GIVEN PROBLEM | Recast every line of the items below as a Markdown table with the columns "Row" and "Line," numbering the rows and skipping blank lines. Leave the pictures out of your answer.

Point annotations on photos
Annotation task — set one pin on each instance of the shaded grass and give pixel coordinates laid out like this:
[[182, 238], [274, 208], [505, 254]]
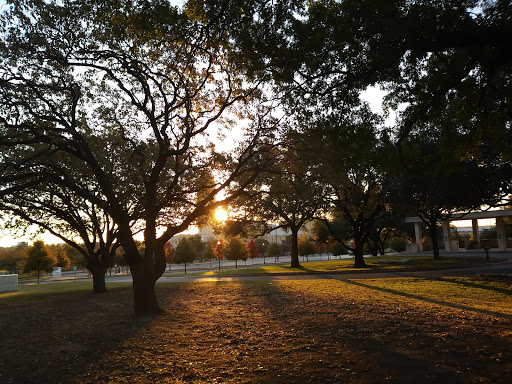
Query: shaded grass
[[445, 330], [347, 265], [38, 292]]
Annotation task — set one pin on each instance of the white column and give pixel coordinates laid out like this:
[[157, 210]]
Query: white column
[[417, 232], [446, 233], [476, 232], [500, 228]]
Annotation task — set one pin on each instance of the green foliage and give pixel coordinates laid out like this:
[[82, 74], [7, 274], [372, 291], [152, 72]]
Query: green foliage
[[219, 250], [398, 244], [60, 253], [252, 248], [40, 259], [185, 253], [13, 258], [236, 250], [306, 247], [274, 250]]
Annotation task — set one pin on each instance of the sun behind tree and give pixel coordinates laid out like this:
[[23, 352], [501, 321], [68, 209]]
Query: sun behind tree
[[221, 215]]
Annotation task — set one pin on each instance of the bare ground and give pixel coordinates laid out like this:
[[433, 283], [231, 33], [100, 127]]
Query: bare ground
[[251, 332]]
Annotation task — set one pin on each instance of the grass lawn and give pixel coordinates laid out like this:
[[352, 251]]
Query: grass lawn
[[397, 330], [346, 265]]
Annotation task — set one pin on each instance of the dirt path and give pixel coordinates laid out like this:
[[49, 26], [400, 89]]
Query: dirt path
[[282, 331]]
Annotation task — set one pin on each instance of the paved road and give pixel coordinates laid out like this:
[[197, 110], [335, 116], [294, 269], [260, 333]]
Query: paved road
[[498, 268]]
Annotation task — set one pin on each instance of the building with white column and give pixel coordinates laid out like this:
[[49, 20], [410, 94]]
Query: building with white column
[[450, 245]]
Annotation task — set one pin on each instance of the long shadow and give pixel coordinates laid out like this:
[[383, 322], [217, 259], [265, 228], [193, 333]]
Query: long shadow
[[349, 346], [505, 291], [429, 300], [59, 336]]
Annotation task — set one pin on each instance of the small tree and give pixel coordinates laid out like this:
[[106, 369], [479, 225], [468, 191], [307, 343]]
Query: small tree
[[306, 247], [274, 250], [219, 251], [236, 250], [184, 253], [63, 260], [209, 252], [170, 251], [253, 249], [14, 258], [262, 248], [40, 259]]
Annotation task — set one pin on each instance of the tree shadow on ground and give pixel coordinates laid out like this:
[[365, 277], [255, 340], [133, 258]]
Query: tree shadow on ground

EXPECTED OUTPUT |
| Row | Line |
|---|---|
| 1 | Annotation task — set one pin on each instance of the shaded grass and give pixel coordinates laid out like this: |
| 2 | [[182, 238], [274, 208], [505, 254]] |
| 3 | Query: shaded grass |
| 4 | [[445, 330], [347, 265], [38, 292]] |
| 5 | Annotation task — set one pin on each instance of the white column and give pixel coordinates laid out like this: |
| 6 | [[157, 210]] |
| 7 | Query: white column |
| 8 | [[417, 232], [446, 233], [476, 232], [500, 228]] |
| 9 | Annotation task — set one pin on each instance of the green foliage and give pixel coordinates laid out like this: |
| 10 | [[82, 74], [7, 274], [372, 291], [152, 72]] |
| 11 | Query: green foliage |
| 12 | [[219, 250], [398, 244], [60, 253], [252, 248], [40, 259], [185, 253], [13, 258], [236, 250], [306, 247], [274, 250]] |
| 13 | Annotation task — set one pin on each instance of the sun behind tree and give pixel coordinates laid out like this: |
| 14 | [[23, 352], [501, 321], [68, 209]] |
| 15 | Query: sun behind tree |
| 16 | [[221, 215]] |
| 17 | Annotation task — set one pin on each instance of the bare ground and give pixel coordinates laid out like this: |
| 18 | [[433, 283], [231, 33], [100, 127]] |
| 19 | Query: bare ground |
| 20 | [[251, 332]] |
| 21 | Annotation task — set one pin on each instance of the grass lawn and give pixel coordinates laid out like this: |
| 22 | [[352, 251]] |
| 23 | Query: grass lawn |
| 24 | [[397, 330], [346, 265]] |
| 25 | Annotation task — set one pin on each instance of the dirt path and give pixel coordinates laid out like this: |
| 26 | [[49, 26], [400, 89]] |
| 27 | Query: dirt path |
| 28 | [[282, 331]] |
| 29 | Annotation task — set one pin on each instance of the paved road and give pixel coordinates laid out like this: |
| 30 | [[197, 110], [335, 116], [294, 269], [260, 333]] |
| 31 | Query: paved road |
| 32 | [[498, 268]] |
| 33 | Annotation task — set one pin on each instance of the building with white column and give pixel coordinates laid out like this: |
| 34 | [[49, 20], [410, 94]] |
| 35 | Query: building with white column |
| 36 | [[450, 245]] |
| 37 | Annotation task — set one pin on each instance of the long shadow and give pixel coordinates laid out like this: |
| 38 | [[383, 322], [217, 259], [265, 228], [193, 333]] |
| 39 | Query: long shadow |
| 40 | [[349, 346], [505, 291], [429, 300], [59, 336]] |
| 41 | Annotation task — set one pin on each instance of the small tree and give pixel coordinates laid out like this: |
| 42 | [[106, 369], [479, 225], [468, 191], [307, 343]] |
| 43 | Query: small tree |
| 44 | [[306, 247], [274, 250], [219, 251], [236, 250], [184, 253], [63, 260], [209, 252], [170, 251], [253, 249], [14, 258], [262, 248], [40, 259]] |
| 45 | Annotation task — set one pin on each instance of the tree shadow on ground and give pixel coordinates laid out like this: |
| 46 | [[365, 277], [255, 340], [133, 258]] |
| 47 | Query: tree shadow on ground |